Instruction: Count the lines in the items that contain the word "separate" and give only that number.

[Extracted data entries]
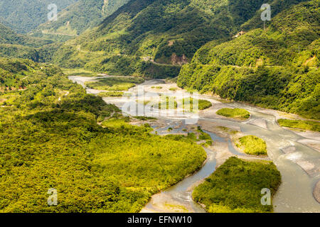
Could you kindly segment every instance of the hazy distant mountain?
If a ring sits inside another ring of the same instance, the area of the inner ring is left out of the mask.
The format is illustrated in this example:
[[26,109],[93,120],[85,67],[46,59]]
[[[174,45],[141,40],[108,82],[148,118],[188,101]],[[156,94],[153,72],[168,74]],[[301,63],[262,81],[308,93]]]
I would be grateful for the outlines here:
[[48,21],[32,32],[33,35],[66,40],[97,26],[129,0],[79,0],[59,13],[56,21]]
[[0,23],[19,33],[26,33],[48,21],[48,6],[54,3],[58,11],[78,0],[1,0]]

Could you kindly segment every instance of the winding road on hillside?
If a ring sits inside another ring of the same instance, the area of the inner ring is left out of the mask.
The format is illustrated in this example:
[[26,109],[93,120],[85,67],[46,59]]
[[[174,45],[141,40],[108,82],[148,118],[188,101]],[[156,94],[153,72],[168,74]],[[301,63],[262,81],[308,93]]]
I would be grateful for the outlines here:
[[[96,78],[70,77],[70,79],[83,87],[85,82]],[[154,86],[161,87],[154,90]],[[166,84],[159,79],[144,82],[131,89],[129,92],[139,97],[139,91],[143,88],[150,95],[153,93],[175,95],[169,89],[176,87],[174,84]],[[97,94],[100,91],[87,89],[87,92]],[[181,92],[185,91],[179,89]],[[238,102],[225,103],[213,96],[201,95],[201,99],[213,103],[213,106],[201,111],[196,125],[185,124],[185,118],[171,116],[157,116],[159,120],[151,126],[158,134],[168,134],[168,128],[173,128],[170,133],[186,133],[192,128],[201,126],[210,135],[214,145],[206,149],[208,159],[203,167],[194,175],[186,177],[177,184],[152,196],[142,212],[205,212],[199,204],[191,198],[195,187],[212,174],[218,166],[231,156],[245,159],[257,159],[255,157],[240,153],[233,145],[228,135],[219,131],[219,127],[228,127],[239,131],[245,135],[253,135],[264,139],[267,145],[268,158],[273,161],[280,171],[282,178],[278,191],[273,198],[274,212],[320,212],[320,204],[314,194],[316,184],[320,180],[320,133],[296,133],[280,127],[277,121],[284,118],[280,112],[251,106]],[[136,101],[127,97],[104,98],[107,103],[114,104],[122,108],[129,102]],[[222,108],[242,108],[251,113],[250,119],[245,122],[226,118],[215,114]],[[130,110],[123,110],[124,114],[132,115]],[[159,113],[156,113],[159,114]],[[153,114],[147,116],[154,116]],[[188,116],[190,117],[190,116]],[[186,132],[187,130],[187,132]],[[312,141],[314,146],[306,141]],[[318,149],[317,149],[318,148]]]

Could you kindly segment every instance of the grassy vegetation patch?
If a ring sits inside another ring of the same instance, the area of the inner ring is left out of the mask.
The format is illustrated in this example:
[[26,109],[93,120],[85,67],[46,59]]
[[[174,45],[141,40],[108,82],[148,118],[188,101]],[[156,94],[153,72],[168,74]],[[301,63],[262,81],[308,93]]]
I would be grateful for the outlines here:
[[267,155],[267,144],[262,139],[254,136],[246,135],[238,140],[237,146],[244,153],[252,155]]
[[199,111],[202,111],[212,106],[212,103],[205,99],[196,99],[193,98],[187,98],[183,99],[181,101],[182,103],[182,107],[183,109],[190,109],[191,111],[193,111],[193,104],[196,104],[196,102],[198,102],[198,110]]
[[269,189],[273,196],[280,182],[272,162],[233,157],[195,189],[193,198],[210,213],[268,213],[273,207],[261,204],[261,191]]
[[140,120],[140,121],[156,120],[156,118],[153,118],[153,117],[149,117],[149,116],[134,116],[133,118]]
[[[139,212],[206,160],[186,138],[130,125],[53,65],[0,58],[0,87],[14,78],[26,87],[0,94],[12,106],[0,107],[0,213]],[[58,206],[46,203],[50,188]]]
[[320,122],[318,121],[279,119],[278,123],[282,127],[320,132]]
[[228,118],[245,120],[250,117],[250,113],[244,109],[230,109],[224,108],[218,110],[216,113],[218,115],[224,116]]
[[122,97],[124,92],[105,92],[99,93],[99,96],[101,97]]
[[139,77],[112,77],[87,82],[85,85],[91,89],[106,91],[127,91],[136,84],[144,82]]
[[79,76],[86,77],[97,77],[97,72],[85,70],[83,69],[62,69],[63,72],[67,76]]

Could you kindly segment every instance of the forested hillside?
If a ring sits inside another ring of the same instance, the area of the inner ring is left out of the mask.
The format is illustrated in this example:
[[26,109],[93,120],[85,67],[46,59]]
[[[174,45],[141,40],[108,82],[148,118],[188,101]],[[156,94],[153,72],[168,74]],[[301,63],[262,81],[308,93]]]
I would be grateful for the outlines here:
[[[31,60],[0,58],[0,212],[137,212],[206,160],[192,140],[132,126]],[[51,188],[58,206],[47,204]]]
[[292,6],[266,31],[207,43],[183,67],[178,84],[319,119],[319,4]]
[[48,21],[48,6],[55,4],[60,11],[78,0],[1,0],[0,23],[18,33],[26,33]]
[[51,40],[17,34],[0,23],[0,57],[49,62],[60,45]]
[[32,32],[33,35],[54,40],[75,38],[89,28],[97,26],[129,0],[78,0]]
[[189,62],[210,40],[232,37],[262,3],[131,0],[100,26],[67,42],[55,62],[119,74],[176,76],[178,67],[170,65]]

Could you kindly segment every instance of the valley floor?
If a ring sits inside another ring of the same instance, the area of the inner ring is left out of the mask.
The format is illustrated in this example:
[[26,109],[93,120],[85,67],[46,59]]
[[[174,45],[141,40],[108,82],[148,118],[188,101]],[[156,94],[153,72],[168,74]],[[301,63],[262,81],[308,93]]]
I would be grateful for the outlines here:
[[[85,86],[85,82],[94,79],[81,77],[70,77],[70,79],[82,86]],[[158,87],[156,91],[155,86]],[[137,91],[143,88],[149,94],[168,95],[170,93],[174,96],[176,92],[170,92],[170,89],[174,87],[176,91],[186,92],[175,84],[159,79],[147,81],[129,92],[137,94]],[[87,92],[97,94],[100,91],[87,89]],[[319,195],[319,183],[318,186],[316,184],[320,180],[319,133],[297,132],[280,127],[277,120],[294,118],[292,114],[284,115],[279,111],[238,102],[225,102],[210,96],[200,96],[211,101],[213,106],[200,111],[196,123],[186,125],[186,118],[168,116],[158,116],[158,121],[150,121],[149,123],[159,135],[187,134],[201,126],[214,141],[213,146],[206,149],[208,155],[206,162],[196,174],[154,195],[142,212],[204,212],[204,209],[192,200],[193,189],[231,156],[246,160],[272,160],[277,165],[282,175],[282,183],[273,199],[274,212],[320,211],[320,204],[315,199]],[[104,100],[120,108],[132,101],[128,97],[106,97]],[[222,108],[245,109],[250,112],[251,117],[241,121],[217,115],[215,112]],[[130,111],[122,111],[124,114],[132,114]],[[169,128],[172,128],[170,131],[168,130]],[[241,135],[254,135],[262,138],[267,142],[268,157],[261,158],[242,153],[235,146],[230,131],[238,131]]]

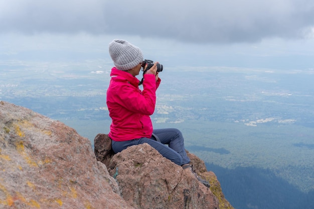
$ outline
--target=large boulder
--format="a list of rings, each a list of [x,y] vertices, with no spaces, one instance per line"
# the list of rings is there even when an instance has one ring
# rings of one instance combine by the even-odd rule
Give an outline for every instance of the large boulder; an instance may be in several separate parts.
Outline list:
[[[204,161],[188,152],[197,172],[211,184],[199,182],[190,170],[163,157],[148,144],[132,146],[113,155],[107,134],[94,139],[98,160],[105,164],[116,179],[122,198],[138,208],[229,208],[215,174]]]
[[[0,208],[133,208],[90,141],[73,129],[0,101]]]

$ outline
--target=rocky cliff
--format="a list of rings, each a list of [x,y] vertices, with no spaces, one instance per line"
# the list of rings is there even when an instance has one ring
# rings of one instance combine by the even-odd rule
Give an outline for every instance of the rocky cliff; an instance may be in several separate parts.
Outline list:
[[[233,208],[195,155],[209,189],[147,144],[113,155],[110,143],[98,134],[93,150],[63,123],[1,101],[0,208]]]

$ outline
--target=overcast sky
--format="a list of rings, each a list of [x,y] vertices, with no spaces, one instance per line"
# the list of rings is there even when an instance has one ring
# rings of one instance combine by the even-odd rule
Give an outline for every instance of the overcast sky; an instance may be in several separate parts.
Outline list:
[[[251,57],[246,67],[261,67],[285,58],[314,68],[312,0],[0,0],[0,30],[2,60],[67,47],[107,56],[116,38],[151,59],[241,67]]]

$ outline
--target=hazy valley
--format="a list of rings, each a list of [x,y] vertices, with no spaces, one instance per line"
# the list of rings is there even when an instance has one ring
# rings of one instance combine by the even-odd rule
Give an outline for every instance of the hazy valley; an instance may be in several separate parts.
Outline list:
[[[0,63],[0,100],[60,120],[92,143],[109,131],[106,61],[34,66]],[[177,67],[160,75],[154,128],[181,130],[234,206],[311,208],[312,69]]]

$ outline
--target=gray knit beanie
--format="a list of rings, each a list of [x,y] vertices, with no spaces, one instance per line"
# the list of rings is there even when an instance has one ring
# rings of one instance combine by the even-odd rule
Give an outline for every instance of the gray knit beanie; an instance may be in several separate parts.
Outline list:
[[[109,53],[116,68],[131,69],[143,61],[140,49],[125,40],[115,39],[109,44]]]

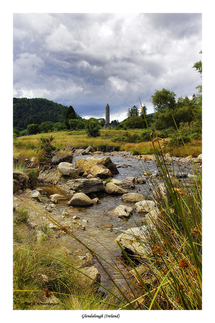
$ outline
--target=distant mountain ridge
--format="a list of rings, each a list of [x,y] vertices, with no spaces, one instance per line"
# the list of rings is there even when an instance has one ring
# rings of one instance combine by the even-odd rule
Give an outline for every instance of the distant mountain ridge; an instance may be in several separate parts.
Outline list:
[[[14,128],[20,130],[32,123],[46,121],[63,123],[68,107],[41,98],[14,98]]]

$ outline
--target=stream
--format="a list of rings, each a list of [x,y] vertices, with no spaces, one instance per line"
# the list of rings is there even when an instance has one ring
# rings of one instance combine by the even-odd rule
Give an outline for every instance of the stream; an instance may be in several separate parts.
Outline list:
[[[74,167],[77,160],[80,158],[86,158],[89,155],[76,156],[73,159]],[[98,158],[102,158],[104,155],[97,156]],[[138,176],[141,177],[141,173],[144,172],[150,171],[152,174],[157,171],[158,169],[155,162],[153,161],[147,160],[145,162],[139,161],[137,159],[132,158],[124,158],[123,157],[110,156],[112,162],[116,164],[119,173],[115,175],[113,178],[116,179],[123,181],[127,176]],[[131,165],[127,168],[120,167],[123,164],[126,164]],[[178,171],[178,167],[176,163],[174,163],[173,167],[175,172]],[[192,173],[191,167],[190,163],[181,163],[180,164],[180,170],[181,172],[186,172]],[[147,183],[147,182],[148,182]],[[162,182],[161,181],[161,182]],[[126,189],[129,193],[136,193],[137,191],[140,194],[144,192],[148,192],[150,187],[153,188],[152,185],[149,181],[147,181],[145,184],[135,184],[136,189]],[[66,191],[61,189],[59,187],[47,186],[41,187],[47,193],[47,196],[49,198],[52,194],[58,193],[64,195],[68,197],[68,201],[71,198],[71,195]],[[139,191],[139,189],[141,190]],[[55,212],[59,216],[57,217],[60,219],[60,214],[66,208],[70,213],[69,217],[64,218],[64,223],[65,221],[66,224],[69,225],[72,220],[74,215],[78,215],[80,217],[78,220],[79,223],[83,222],[83,225],[85,227],[85,230],[78,230],[74,235],[84,244],[98,253],[103,258],[112,264],[116,262],[114,255],[119,255],[122,254],[120,249],[118,247],[115,242],[117,237],[125,230],[128,229],[129,227],[134,227],[137,226],[136,223],[141,223],[141,219],[138,214],[134,214],[132,218],[129,218],[126,221],[122,218],[119,218],[116,215],[112,215],[110,211],[115,208],[120,204],[123,204],[122,201],[122,195],[113,196],[109,195],[103,192],[102,193],[97,193],[96,195],[98,198],[100,203],[93,204],[89,207],[76,207],[70,208],[66,205],[67,201],[59,202],[56,204],[54,209]],[[126,202],[126,205],[134,207],[133,204]],[[71,214],[72,211],[73,213]],[[83,220],[84,220],[83,221]],[[65,224],[64,224],[65,225]],[[83,247],[80,244],[77,247],[77,242],[71,237],[68,237],[68,248],[74,250],[75,248],[83,248]],[[110,251],[111,252],[110,252]],[[105,269],[110,274],[112,277],[117,281],[118,284],[122,283],[123,279],[120,274],[107,264],[104,261],[101,260],[101,262]],[[119,264],[121,270],[123,269],[122,265]],[[106,274],[101,267],[101,265],[96,262],[95,266],[102,275],[101,283],[105,286],[107,288],[110,288],[110,283],[108,282]],[[100,290],[103,290],[102,288]]]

Output for this task: 7